*** Material for this exercise Section Begins ***

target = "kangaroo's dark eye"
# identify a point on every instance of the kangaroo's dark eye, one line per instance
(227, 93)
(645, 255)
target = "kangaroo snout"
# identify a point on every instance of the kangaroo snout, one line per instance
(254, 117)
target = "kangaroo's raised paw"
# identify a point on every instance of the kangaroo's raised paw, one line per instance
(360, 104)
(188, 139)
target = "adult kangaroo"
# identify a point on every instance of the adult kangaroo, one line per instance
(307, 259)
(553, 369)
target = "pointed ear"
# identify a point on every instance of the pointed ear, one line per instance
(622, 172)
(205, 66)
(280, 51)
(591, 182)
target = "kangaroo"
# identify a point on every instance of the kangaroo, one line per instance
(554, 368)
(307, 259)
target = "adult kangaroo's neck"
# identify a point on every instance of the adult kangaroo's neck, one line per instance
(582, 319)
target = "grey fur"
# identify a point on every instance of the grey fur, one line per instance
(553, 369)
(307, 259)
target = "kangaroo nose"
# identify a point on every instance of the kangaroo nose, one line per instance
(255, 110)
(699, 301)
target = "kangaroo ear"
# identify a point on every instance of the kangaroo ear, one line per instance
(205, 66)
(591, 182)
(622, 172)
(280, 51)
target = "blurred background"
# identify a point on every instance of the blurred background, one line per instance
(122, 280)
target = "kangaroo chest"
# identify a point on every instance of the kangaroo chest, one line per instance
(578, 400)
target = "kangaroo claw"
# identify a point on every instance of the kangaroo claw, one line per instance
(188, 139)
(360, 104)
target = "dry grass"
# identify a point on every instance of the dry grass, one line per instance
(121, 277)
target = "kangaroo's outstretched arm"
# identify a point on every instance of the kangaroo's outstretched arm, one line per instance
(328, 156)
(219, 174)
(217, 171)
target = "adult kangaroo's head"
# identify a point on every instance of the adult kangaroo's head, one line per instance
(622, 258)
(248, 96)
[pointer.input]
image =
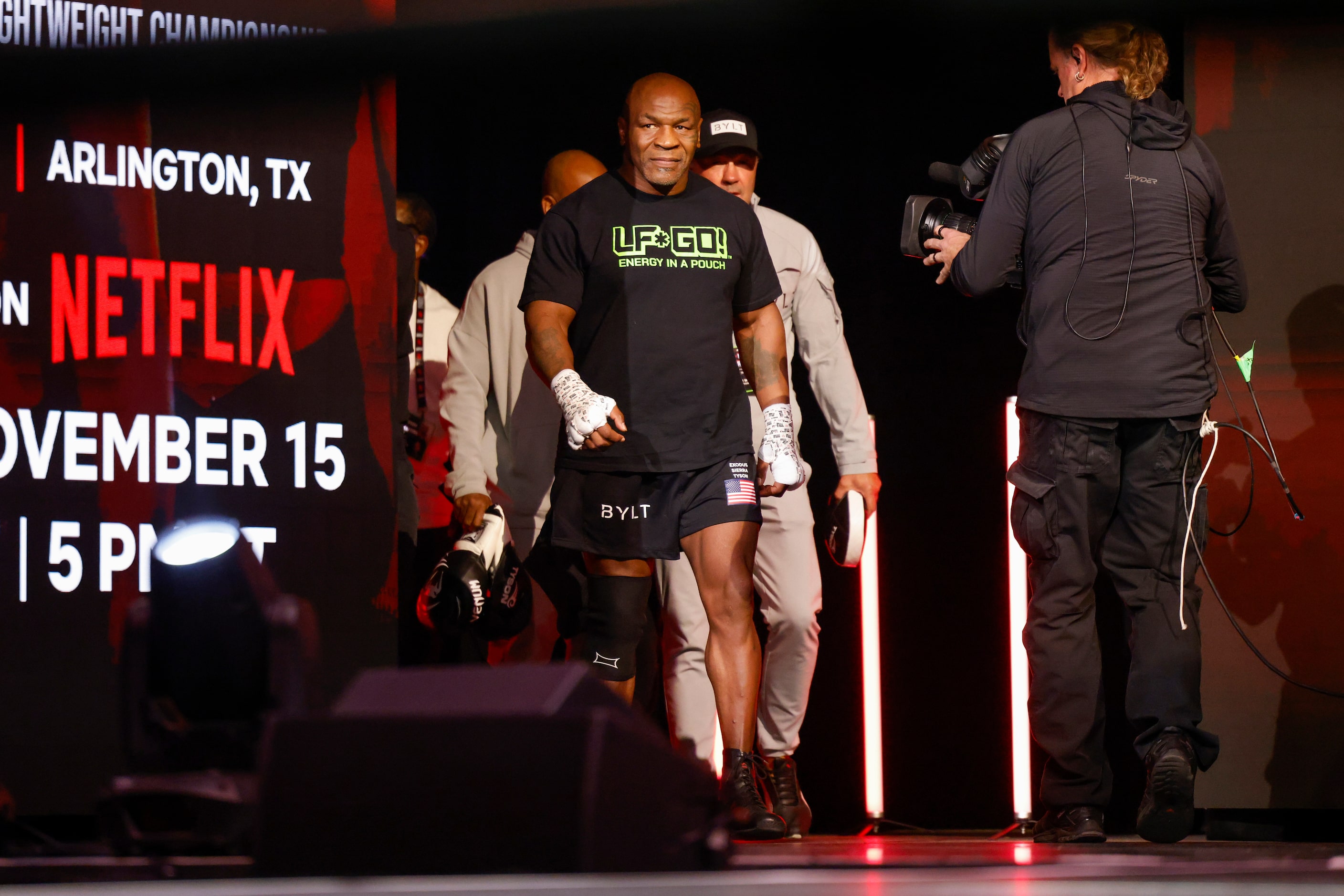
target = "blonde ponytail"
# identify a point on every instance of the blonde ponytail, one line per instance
(1137, 53)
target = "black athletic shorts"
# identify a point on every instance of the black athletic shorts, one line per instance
(636, 516)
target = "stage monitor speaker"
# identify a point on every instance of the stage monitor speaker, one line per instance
(468, 770)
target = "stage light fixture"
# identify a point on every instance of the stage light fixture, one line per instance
(1017, 651)
(194, 541)
(210, 656)
(872, 653)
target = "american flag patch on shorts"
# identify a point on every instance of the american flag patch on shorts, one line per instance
(740, 491)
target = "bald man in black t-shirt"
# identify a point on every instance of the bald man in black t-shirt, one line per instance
(638, 285)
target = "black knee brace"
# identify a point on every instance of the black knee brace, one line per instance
(613, 624)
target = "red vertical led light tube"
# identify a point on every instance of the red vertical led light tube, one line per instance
(872, 641)
(1017, 651)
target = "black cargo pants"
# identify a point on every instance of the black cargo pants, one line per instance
(1106, 493)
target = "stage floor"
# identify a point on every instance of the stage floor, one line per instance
(905, 865)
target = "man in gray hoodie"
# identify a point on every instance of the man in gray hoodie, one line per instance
(503, 422)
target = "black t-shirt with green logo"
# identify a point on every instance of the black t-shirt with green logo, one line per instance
(655, 282)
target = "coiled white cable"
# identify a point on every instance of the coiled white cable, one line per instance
(1206, 426)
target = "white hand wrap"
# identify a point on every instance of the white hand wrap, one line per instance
(778, 449)
(584, 409)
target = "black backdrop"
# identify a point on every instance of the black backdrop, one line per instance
(851, 109)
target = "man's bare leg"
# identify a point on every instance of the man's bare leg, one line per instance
(722, 558)
(625, 569)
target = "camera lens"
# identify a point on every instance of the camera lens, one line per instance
(924, 218)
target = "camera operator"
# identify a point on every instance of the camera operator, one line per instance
(1121, 222)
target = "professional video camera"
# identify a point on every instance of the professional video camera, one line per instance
(926, 215)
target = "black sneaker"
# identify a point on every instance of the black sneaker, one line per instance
(1071, 825)
(787, 797)
(741, 793)
(1167, 813)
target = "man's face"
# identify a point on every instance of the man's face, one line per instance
(733, 170)
(662, 134)
(404, 217)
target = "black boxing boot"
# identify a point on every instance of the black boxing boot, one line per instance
(1167, 813)
(740, 790)
(787, 797)
(1071, 825)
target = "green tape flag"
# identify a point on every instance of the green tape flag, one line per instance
(1246, 360)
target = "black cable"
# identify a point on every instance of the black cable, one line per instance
(1134, 231)
(1186, 501)
(1250, 456)
(1208, 311)
(1270, 453)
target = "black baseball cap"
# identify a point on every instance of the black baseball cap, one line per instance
(725, 129)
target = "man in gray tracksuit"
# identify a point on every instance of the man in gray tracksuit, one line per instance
(502, 419)
(788, 578)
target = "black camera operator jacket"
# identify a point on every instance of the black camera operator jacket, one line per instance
(1159, 362)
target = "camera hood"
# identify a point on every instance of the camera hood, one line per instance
(913, 222)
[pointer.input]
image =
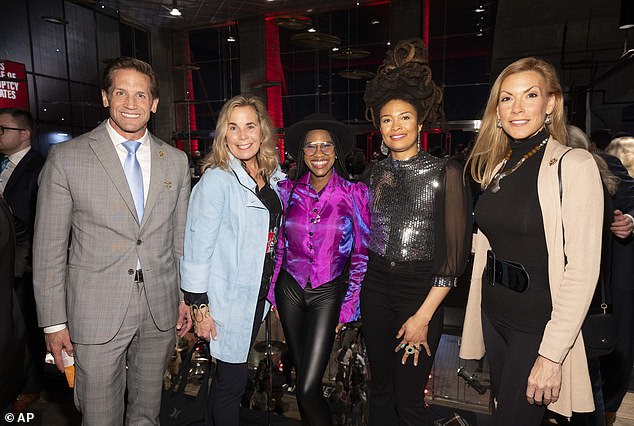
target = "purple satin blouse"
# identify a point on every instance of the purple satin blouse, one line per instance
(321, 232)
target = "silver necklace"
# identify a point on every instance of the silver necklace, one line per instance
(495, 182)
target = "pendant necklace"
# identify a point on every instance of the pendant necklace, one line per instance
(495, 182)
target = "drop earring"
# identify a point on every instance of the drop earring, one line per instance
(384, 149)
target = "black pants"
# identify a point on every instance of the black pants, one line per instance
(229, 382)
(511, 355)
(389, 296)
(309, 317)
(34, 335)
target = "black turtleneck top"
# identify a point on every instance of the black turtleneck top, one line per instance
(512, 221)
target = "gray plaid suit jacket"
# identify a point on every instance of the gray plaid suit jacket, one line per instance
(88, 239)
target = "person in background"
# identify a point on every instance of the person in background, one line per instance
(13, 348)
(20, 167)
(616, 368)
(419, 238)
(578, 139)
(109, 231)
(537, 255)
(322, 254)
(232, 223)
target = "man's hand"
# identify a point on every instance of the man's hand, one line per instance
(57, 341)
(544, 382)
(206, 328)
(622, 225)
(184, 321)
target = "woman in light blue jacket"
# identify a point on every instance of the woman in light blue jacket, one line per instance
(232, 222)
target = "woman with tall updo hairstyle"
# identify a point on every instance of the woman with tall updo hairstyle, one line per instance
(419, 237)
(537, 251)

*** Material for this exercise Section Ends ***

= Exercise directions =
Print every record above exactly, with no pictures.

= Output for this exercise =
target = "kangaroo's dark eye"
# identify a point on every instance of the kangaroo's dark eye, one line per instance
(227, 93)
(645, 255)
target = "kangaroo snout"
# identify a point on every instance of the kangaroo snout, one line per instance
(254, 117)
target = "kangaroo's raised paw"
# identify a point on every instance of the kangaroo's raised paw, one line per instance
(360, 104)
(188, 139)
target = "adult kangaroo"
# identify a point on every instance of the adult kangaroo, one line per instance
(307, 259)
(553, 369)
target = "pointed ear"
# identify a point on every instance of the pointed ear, one line per instance
(622, 172)
(205, 66)
(280, 51)
(591, 182)
target = "kangaroo"
# identify a point on every instance of the kangaroo, one line per instance
(554, 368)
(307, 259)
target = "adult kangaroo's neck"
# identify a point on every instance of the adult kangaroo's neck, one line per instance
(582, 319)
target = "grey fur"
# identify a point on every instance of the grey fur, one line per instance
(553, 369)
(307, 259)
target = "kangaroo nose"
# identify a point on every instance of the kangaroo nose, one line per instance
(255, 110)
(699, 301)
target = "kangaroo ear"
# identify a point on every instance of the kangaroo ear, one line per instance
(205, 66)
(591, 182)
(622, 172)
(280, 51)
target = "blurred background"
# identify a point on every instance of the blurred background, one line per instance
(122, 280)
target = "kangaroo chest"
# identify a point on every instance of the kangaroo chest, one line per instance
(578, 400)
target = "kangaroo claw"
# identify a point on every instance of the kangaroo claw, one line per instance
(188, 139)
(360, 104)
target = "dry grass"
# identify a point on every instance of the dry grass, one line per instance
(121, 277)
target = "kangaroo's outstretched arm"
# identify a point on every instance of the kangaroo's outstretched arm, one line per instance
(328, 156)
(219, 174)
(217, 171)
target = "adult kangaroo's head"
# identify a point on every instance of the adult kangaroo's head, one line per instance
(622, 258)
(248, 96)
[pointer.input]
image =
target = "blonde ponytail"
# identify a point on every instance of the blonde ponytail, one line per instance
(1137, 53)
target = "black athletic shorts"
# identify a point on every instance of the black athletic shorts, one line per instance
(636, 516)
target = "stage monitor speaker"
# identify a point on every instance of the stage monitor speaker, one line per instance
(468, 770)
target = "stage light fixture"
# identify a point on every instance of the stage light fixture, one line per instance
(1017, 651)
(194, 541)
(210, 656)
(872, 653)
target = "american flag patch on shorts"
# identify a point on every instance of the american flag patch on shorts, one line per instance
(740, 491)
target = "bald man in black t-shirt"
# identify a point on every instance of the bald man in black t-shirt, one line per instance
(638, 285)
target = "black knee brace"
# identify a point on every instance of the black knee brace, one line per instance
(613, 624)
target = "red vertical led light tube"
# identify a point on every instance of the red vertical led light tube, one line per instance
(872, 641)
(1017, 651)
target = "black cargo pants"
# identify a point on every instance of the black cargo pants, one line per instance
(1106, 493)
target = "stage floor"
# identify a point on every instance of the stage floor, one line per instance
(905, 865)
target = "man in gray hoodie"
# identify a point on every instance of the man in gray hoodie, one line per instance
(503, 422)
target = "black t-shirt with green logo"
# identify a point on every instance of the black t-shirt with green logo, one line per instance
(655, 282)
target = "coiled white cable"
# identify a point on every instance of the coiled white cable, one line per instance
(1206, 426)
target = "white hand wrap"
# identify a point on every instance of the white hand wrap, one line per instance
(778, 449)
(584, 409)
target = "black backdrop"
# identify a point on every instance of the black backdrop, one line per instance
(851, 109)
target = "man's bare leg"
# identify a point on every instance of the man's bare leg, one line per instance
(722, 558)
(625, 569)
target = "camera lens"
# identify a point on every instance of the camera lens, one line per instance
(924, 218)
target = "camera operator"
# identify a point on every instance of the camera operator, one line per instance
(1121, 222)
target = "professional video camera"
# identify a point on every instance of the professional video camera, one line per instance
(926, 215)
target = "black sneaker"
# identify a point on every instance of the black sneaker, one line per instance
(1071, 825)
(787, 797)
(741, 793)
(1167, 813)
target = "man's face"
# identify a point on every instance of the man's face, one line per instance
(733, 170)
(662, 134)
(404, 217)
target = "black boxing boot"
# identify a point on every instance of the black boxing boot, one line per instance
(1167, 813)
(740, 790)
(787, 797)
(1071, 825)
target = "green tape flag"
# identify a point on every instance of the green tape flag, one line per instance
(1246, 360)
target = "black cable"
# identify a point on every instance of the black cable, one line per instance
(1134, 231)
(1186, 501)
(1250, 456)
(1208, 311)
(1270, 453)
target = "black baseball cap"
# identify a point on every instance of the black baseball cap, one line per instance
(725, 129)
target = "man in gray tracksuit"
# identify a point on every instance of the man in gray tracksuit, one line per instance
(502, 419)
(788, 578)
target = "black camera operator jacket"
# identify a point on every instance of the black camera operator jacket, one line per instance
(1159, 362)
target = "camera hood"
# identify a point on every instance of the camera hood, one line per instance
(913, 222)
[pointer.input]
image =
target = "purple satin blouse"
# identify a point on every instance of the purple satin blouse, one line per instance
(321, 232)
target = "silver necklace"
# identify a point on every instance of the silver necklace, one line per instance
(495, 182)
target = "pendant necklace"
# identify a point on every instance of the pendant necklace, one line per instance
(495, 182)
target = "drop earring"
# identify a point on every instance of the drop earring, one line per instance
(384, 149)
target = "black pants"
# identify a point on every instance of the black pants, one line per instance
(229, 382)
(511, 355)
(389, 296)
(309, 317)
(34, 335)
target = "black turtleneck top"
# identify a point on every instance of the black turtleneck top, one line per instance
(512, 221)
target = "gray plaid suit jacket"
# identify a point on every instance of the gray plaid suit jacket, one line per instance
(88, 239)
target = "person in background"
# identify a point on every instance of the person in background, one line per instance
(13, 348)
(20, 167)
(616, 368)
(419, 238)
(578, 139)
(109, 231)
(537, 255)
(322, 254)
(232, 223)
target = "man's hand"
# identify a point on every instance of the man's hand, one line per instance
(57, 341)
(544, 382)
(206, 328)
(622, 225)
(184, 321)
target = "woman in light blue jacket"
# identify a point on every instance of the woman in light blue jacket, one line per instance
(232, 222)
target = "woman with tall updo hairstyle"
# identify a point on every instance of the woman with tall updo hairstyle, one line per instance
(419, 237)
(537, 251)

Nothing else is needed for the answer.